REQUIREMENT
Locate the line that contains "of the newel" in the data that follows. Copy it and every subsequent line to the end, exactly, excluding pictures.
** Start DATA SUPPLIED **
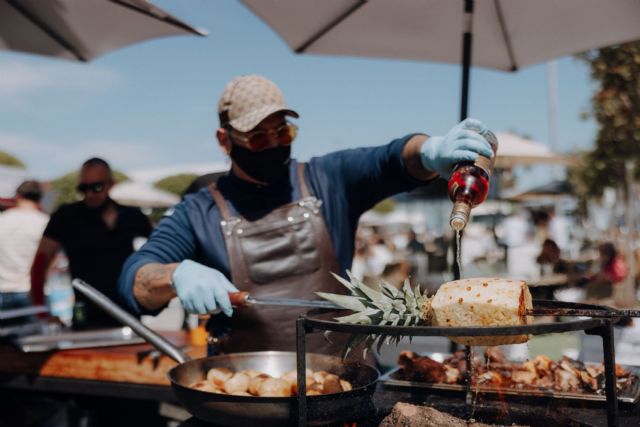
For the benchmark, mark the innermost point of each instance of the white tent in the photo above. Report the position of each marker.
(10, 178)
(156, 173)
(514, 150)
(134, 193)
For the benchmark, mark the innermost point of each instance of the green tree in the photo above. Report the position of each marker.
(616, 108)
(176, 184)
(7, 159)
(65, 186)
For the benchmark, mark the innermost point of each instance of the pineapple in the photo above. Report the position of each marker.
(469, 302)
(386, 306)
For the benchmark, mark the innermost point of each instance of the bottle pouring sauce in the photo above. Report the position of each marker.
(469, 184)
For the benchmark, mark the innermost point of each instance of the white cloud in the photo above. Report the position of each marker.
(19, 79)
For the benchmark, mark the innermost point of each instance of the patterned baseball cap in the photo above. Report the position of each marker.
(248, 100)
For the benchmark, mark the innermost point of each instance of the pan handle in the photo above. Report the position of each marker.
(125, 318)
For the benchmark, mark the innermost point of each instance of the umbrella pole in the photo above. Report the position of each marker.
(467, 38)
(464, 103)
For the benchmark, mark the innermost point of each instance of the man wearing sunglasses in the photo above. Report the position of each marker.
(97, 236)
(273, 226)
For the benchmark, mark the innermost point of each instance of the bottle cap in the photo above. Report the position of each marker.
(459, 215)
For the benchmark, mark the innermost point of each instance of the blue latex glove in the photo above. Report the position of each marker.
(202, 289)
(462, 143)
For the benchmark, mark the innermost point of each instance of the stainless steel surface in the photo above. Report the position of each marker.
(122, 316)
(291, 302)
(228, 410)
(23, 312)
(233, 411)
(75, 340)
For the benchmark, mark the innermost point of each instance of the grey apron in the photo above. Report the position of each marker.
(286, 253)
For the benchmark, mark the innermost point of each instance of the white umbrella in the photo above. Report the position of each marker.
(514, 150)
(82, 29)
(508, 34)
(133, 193)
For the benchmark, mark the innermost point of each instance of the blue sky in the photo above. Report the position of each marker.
(154, 104)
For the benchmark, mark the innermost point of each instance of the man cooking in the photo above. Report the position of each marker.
(273, 226)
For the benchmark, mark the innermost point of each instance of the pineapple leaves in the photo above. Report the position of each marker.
(384, 305)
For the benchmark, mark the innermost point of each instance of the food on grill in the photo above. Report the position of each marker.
(408, 415)
(255, 383)
(483, 302)
(461, 303)
(566, 375)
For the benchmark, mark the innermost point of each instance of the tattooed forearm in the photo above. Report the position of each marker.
(152, 286)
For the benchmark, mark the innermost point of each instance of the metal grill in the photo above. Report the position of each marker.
(600, 322)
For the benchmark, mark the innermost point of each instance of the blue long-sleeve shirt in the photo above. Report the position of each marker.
(348, 182)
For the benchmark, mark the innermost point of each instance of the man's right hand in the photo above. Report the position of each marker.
(462, 143)
(202, 289)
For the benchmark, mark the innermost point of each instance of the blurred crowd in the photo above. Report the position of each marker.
(551, 251)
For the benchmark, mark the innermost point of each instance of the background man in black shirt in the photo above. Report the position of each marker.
(97, 236)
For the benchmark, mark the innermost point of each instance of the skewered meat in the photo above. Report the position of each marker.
(566, 375)
(421, 368)
(483, 302)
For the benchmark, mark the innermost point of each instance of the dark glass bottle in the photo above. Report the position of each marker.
(469, 184)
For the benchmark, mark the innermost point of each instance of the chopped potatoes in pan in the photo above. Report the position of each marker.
(253, 383)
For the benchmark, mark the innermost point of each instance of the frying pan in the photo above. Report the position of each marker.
(228, 410)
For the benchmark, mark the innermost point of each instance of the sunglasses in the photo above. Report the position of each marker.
(94, 187)
(261, 139)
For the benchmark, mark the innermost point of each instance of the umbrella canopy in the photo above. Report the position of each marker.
(514, 150)
(82, 29)
(508, 35)
(133, 193)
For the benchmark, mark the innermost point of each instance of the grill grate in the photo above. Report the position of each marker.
(600, 322)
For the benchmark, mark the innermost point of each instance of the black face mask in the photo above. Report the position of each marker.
(99, 210)
(266, 166)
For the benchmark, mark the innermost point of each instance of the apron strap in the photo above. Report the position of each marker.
(220, 202)
(304, 190)
(224, 208)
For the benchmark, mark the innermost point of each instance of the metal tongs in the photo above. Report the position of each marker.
(570, 309)
(244, 299)
(542, 307)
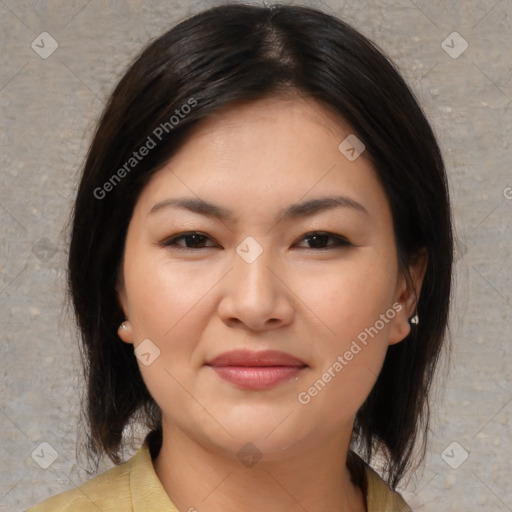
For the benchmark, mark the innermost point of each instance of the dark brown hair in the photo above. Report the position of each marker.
(236, 53)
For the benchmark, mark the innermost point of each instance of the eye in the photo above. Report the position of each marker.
(193, 240)
(318, 240)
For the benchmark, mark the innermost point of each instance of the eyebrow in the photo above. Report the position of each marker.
(294, 211)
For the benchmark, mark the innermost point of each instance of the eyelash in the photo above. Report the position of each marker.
(339, 240)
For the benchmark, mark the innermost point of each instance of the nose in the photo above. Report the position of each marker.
(255, 294)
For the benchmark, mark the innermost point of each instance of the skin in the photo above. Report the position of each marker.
(255, 159)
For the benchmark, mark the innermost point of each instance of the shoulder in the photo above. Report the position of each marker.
(108, 492)
(382, 498)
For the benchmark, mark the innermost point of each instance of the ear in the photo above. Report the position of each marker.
(407, 295)
(125, 330)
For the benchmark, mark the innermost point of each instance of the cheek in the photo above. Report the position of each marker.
(164, 295)
(348, 298)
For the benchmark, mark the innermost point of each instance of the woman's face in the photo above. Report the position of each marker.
(319, 283)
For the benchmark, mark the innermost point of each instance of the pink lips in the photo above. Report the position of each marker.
(256, 370)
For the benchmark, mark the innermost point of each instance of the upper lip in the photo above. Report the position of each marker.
(249, 358)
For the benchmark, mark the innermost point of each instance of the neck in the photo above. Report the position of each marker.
(199, 477)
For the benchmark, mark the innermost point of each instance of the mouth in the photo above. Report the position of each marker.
(257, 370)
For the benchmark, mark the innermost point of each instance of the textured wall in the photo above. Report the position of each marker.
(48, 109)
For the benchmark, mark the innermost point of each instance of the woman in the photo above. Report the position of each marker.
(260, 266)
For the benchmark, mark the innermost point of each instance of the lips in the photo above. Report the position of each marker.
(256, 370)
(249, 358)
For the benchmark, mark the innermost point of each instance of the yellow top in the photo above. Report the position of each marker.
(134, 486)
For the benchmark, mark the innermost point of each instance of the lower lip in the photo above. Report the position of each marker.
(257, 377)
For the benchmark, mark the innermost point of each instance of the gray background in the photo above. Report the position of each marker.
(48, 109)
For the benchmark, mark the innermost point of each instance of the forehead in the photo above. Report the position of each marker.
(263, 154)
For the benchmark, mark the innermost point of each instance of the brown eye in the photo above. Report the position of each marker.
(193, 240)
(320, 239)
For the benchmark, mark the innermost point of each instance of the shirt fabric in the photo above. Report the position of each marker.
(134, 486)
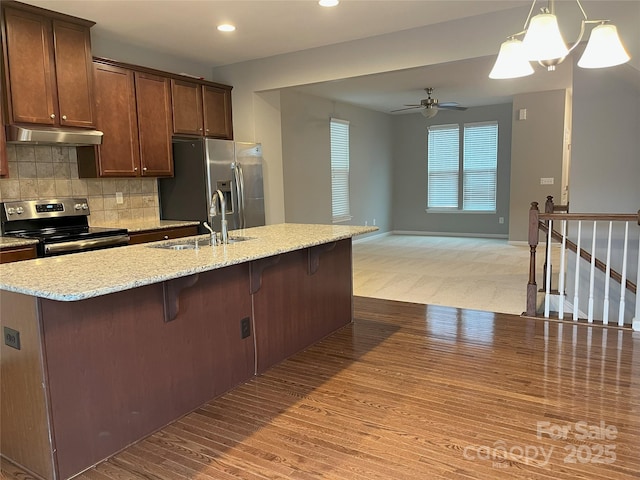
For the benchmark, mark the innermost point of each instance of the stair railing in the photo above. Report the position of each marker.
(558, 215)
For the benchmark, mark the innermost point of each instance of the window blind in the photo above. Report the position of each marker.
(443, 166)
(480, 166)
(340, 209)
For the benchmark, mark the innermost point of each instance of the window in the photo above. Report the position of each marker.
(340, 170)
(462, 179)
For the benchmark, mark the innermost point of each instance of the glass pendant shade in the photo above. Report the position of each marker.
(512, 61)
(543, 40)
(604, 48)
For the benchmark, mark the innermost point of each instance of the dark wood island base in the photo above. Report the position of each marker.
(93, 376)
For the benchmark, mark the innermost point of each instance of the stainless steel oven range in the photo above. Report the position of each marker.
(60, 226)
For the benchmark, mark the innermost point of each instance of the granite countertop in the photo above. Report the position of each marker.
(143, 225)
(90, 274)
(8, 242)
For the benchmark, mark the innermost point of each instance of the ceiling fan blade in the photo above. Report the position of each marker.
(408, 108)
(451, 107)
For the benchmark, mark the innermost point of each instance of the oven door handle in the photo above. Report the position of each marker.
(79, 245)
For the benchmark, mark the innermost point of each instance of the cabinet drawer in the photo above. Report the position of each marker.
(15, 254)
(162, 234)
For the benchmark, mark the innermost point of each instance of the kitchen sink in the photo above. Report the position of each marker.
(191, 244)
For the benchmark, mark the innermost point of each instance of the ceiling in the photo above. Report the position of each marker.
(264, 27)
(186, 28)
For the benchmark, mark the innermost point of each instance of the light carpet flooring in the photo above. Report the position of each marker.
(473, 273)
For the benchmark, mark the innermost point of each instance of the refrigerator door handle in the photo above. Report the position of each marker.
(240, 193)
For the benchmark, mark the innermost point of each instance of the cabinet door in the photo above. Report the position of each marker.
(74, 78)
(119, 154)
(217, 112)
(153, 99)
(30, 69)
(4, 165)
(187, 107)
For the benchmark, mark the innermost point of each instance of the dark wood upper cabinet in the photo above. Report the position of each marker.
(47, 68)
(4, 163)
(217, 112)
(187, 108)
(203, 110)
(133, 110)
(116, 116)
(153, 100)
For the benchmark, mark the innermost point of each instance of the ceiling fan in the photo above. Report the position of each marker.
(430, 106)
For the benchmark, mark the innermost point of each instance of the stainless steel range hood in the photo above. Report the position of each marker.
(52, 136)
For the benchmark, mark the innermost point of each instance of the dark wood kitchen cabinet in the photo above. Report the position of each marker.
(201, 109)
(133, 110)
(299, 298)
(115, 369)
(153, 101)
(4, 162)
(48, 76)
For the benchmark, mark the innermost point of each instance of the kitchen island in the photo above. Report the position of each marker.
(103, 348)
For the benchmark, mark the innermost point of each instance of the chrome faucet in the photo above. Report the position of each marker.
(213, 212)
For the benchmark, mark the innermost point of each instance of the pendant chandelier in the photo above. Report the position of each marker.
(543, 43)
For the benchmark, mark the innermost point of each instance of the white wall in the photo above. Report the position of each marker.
(410, 177)
(467, 38)
(537, 151)
(462, 39)
(605, 167)
(307, 160)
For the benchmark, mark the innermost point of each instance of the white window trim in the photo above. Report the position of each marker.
(343, 204)
(459, 209)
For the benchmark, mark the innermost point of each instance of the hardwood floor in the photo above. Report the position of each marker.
(410, 391)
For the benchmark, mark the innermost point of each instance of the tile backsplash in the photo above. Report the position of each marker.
(43, 172)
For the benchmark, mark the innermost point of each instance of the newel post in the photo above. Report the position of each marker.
(532, 288)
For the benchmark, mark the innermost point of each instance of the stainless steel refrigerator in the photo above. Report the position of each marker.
(203, 166)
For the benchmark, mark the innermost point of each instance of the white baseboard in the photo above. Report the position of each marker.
(449, 234)
(368, 238)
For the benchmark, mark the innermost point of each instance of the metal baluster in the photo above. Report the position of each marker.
(592, 272)
(577, 276)
(561, 292)
(605, 308)
(547, 293)
(623, 281)
(636, 320)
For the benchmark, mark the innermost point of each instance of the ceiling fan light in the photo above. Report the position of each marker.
(543, 40)
(429, 112)
(604, 48)
(511, 61)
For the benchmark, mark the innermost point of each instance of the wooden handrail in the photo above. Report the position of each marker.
(540, 222)
(605, 217)
(600, 265)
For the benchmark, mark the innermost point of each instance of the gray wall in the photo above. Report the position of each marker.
(537, 152)
(605, 170)
(410, 175)
(307, 160)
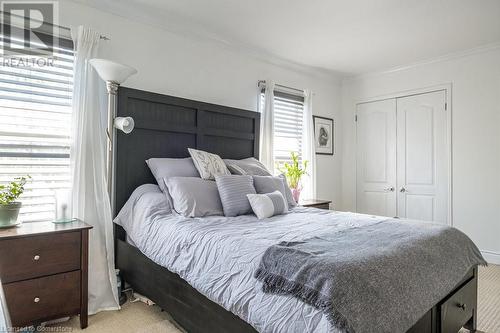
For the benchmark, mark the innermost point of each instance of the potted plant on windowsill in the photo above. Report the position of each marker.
(9, 207)
(293, 173)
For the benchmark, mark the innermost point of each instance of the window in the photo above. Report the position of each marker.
(35, 120)
(288, 112)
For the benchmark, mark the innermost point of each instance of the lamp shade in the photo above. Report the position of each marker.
(112, 71)
(124, 124)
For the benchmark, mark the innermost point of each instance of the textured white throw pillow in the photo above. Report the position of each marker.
(208, 165)
(268, 204)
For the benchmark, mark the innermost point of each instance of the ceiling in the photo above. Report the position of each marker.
(349, 36)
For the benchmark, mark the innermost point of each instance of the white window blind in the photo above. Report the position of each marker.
(35, 120)
(288, 113)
** End DATA SUPPLIED **
EXERCISE SOLUTION
For the benchmark, mark the innermost point of each instance of the newel post in the photo above. Report the position of each marker.
(532, 288)
For the benchmark, mark the innermost point of each instance of the stainless steel refrigerator in the photo above. Report the position of each marker.
(203, 166)
For the benchmark, mark the innermost point of each instance of the white baseboard in the photo above. Report the position of each marker.
(449, 234)
(368, 238)
For the benchmark, mark the innermost point of each instance of the metal baluster in the photo above. Report the position of each marker.
(592, 272)
(577, 276)
(561, 292)
(605, 308)
(547, 293)
(623, 281)
(636, 320)
For the benchmark, mark the innermost point of each instance of the ceiling fan light in the photo above. Report the position of each marker.
(543, 40)
(429, 112)
(604, 48)
(511, 61)
For the benchmark, mark the innermost point of each instance of the wooden handrail in the photo above. Report the position of each marker.
(540, 222)
(605, 217)
(600, 265)
For the benchmark, mark the innermost point of each instance of the gray wall in the photo above. Report the position of each marker.
(537, 152)
(605, 170)
(410, 175)
(307, 160)
For the benchmark, mark the innermost point of each instance of the potted plant on windowsill in the photo above. Report the position of each marker.
(9, 207)
(293, 173)
For the benchmark, mark the innermost point of each instance of the window in the photo above. Report the position of each marker.
(35, 120)
(288, 112)
For the benchmark, mark the innermost point of each instance of the lamp shade in the photo above. Report the position of each marker.
(112, 71)
(124, 124)
For the benchmark, mark the innermost point of each instance of the textured white throw pillow in the photo above. Report the position of each marker.
(208, 165)
(268, 204)
For the benchmark, mark the innermost point of each instance of the ceiling in the photo above. Report the position of each marker.
(349, 36)
For the benchmark, mark the innermost point of each instance of the white window blind in the photo above. Report the position of each marker.
(35, 120)
(288, 113)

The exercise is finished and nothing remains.